[Point localization data]
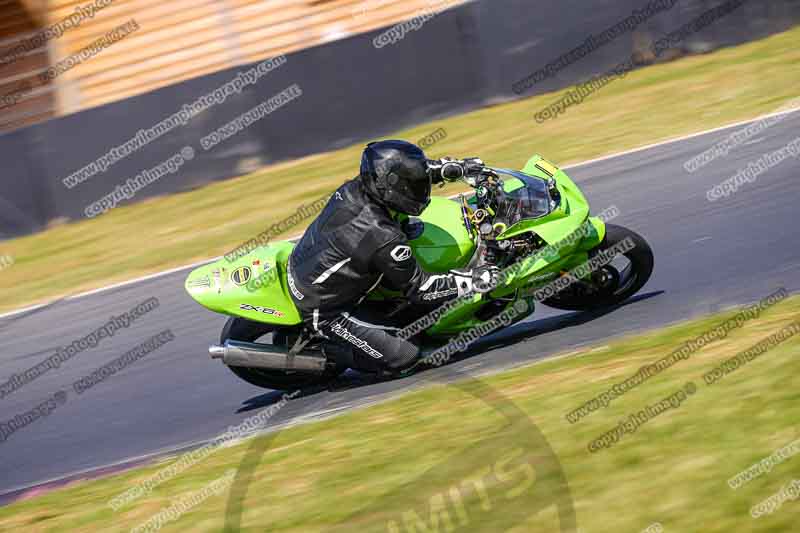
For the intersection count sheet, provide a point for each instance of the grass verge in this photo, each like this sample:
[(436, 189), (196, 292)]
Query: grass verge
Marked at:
[(648, 105), (456, 454)]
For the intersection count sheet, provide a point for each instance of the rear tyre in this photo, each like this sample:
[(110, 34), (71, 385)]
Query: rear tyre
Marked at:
[(610, 284), (241, 329)]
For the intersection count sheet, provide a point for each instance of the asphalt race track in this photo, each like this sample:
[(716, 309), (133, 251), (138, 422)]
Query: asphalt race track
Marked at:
[(709, 256)]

§ What the exercise asks
When you write out the data, keep every line exact and drop the pictures.

§ Answer to this exercise
For the intersection count sheet, provide a point for each instance of the grass verge in this photo, each like this sample:
[(436, 189), (196, 292)]
Query: grass verge
Marked at:
[(648, 105), (456, 454)]
For the intersection count sheet, provide a point for each instance of the rear tyre in this photo, each like this sample:
[(110, 34), (71, 385)]
Query: rear tyre
Marked at:
[(610, 284), (241, 329)]
For the intersection count sheet, provide a point for each instance of the asphalt race track in this photo, each like this sample:
[(716, 309), (133, 251), (138, 422)]
Query: asphalt race track
Marked at:
[(709, 256)]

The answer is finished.